Directive:
Under this task are some entries; return every one of them exactly.

* begin *

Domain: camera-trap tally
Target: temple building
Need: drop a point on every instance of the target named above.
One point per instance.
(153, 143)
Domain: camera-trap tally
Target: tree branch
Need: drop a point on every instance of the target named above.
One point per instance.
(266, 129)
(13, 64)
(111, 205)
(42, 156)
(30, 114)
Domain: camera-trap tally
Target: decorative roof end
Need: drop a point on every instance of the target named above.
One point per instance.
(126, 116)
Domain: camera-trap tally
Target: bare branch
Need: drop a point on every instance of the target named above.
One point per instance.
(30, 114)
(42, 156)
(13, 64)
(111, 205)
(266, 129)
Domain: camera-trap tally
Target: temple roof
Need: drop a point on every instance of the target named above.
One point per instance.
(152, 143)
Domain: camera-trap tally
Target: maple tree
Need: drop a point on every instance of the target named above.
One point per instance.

* end *

Output of the exercise:
Domain: camera-trap tally
Target: temple building
Need: drop a point on every instance of the target named above.
One point per instance.
(153, 143)
Domain: camera-trap tally
Target: tree branch
Need: drop a point on every instance of the target named above.
One point per instance.
(266, 129)
(13, 64)
(111, 205)
(42, 156)
(30, 114)
Domain: camera-trap tally
Target: decorative roof end
Need: drop a point on every instance of the target named above.
One point per instance.
(126, 116)
Domain: camera-trap tally
Target: bare branch
Need: drop a point on every instance of the target named above.
One point per instance.
(30, 114)
(42, 156)
(13, 64)
(111, 205)
(266, 129)
Domain: camera-trap tally
Target: temple roof
Need: drop a point on every instance of the target named above.
One point per instance.
(152, 143)
Domain: camera-trap tally
Target: maple tree
Need: drop a point on every instance of the target named above.
One point per instance.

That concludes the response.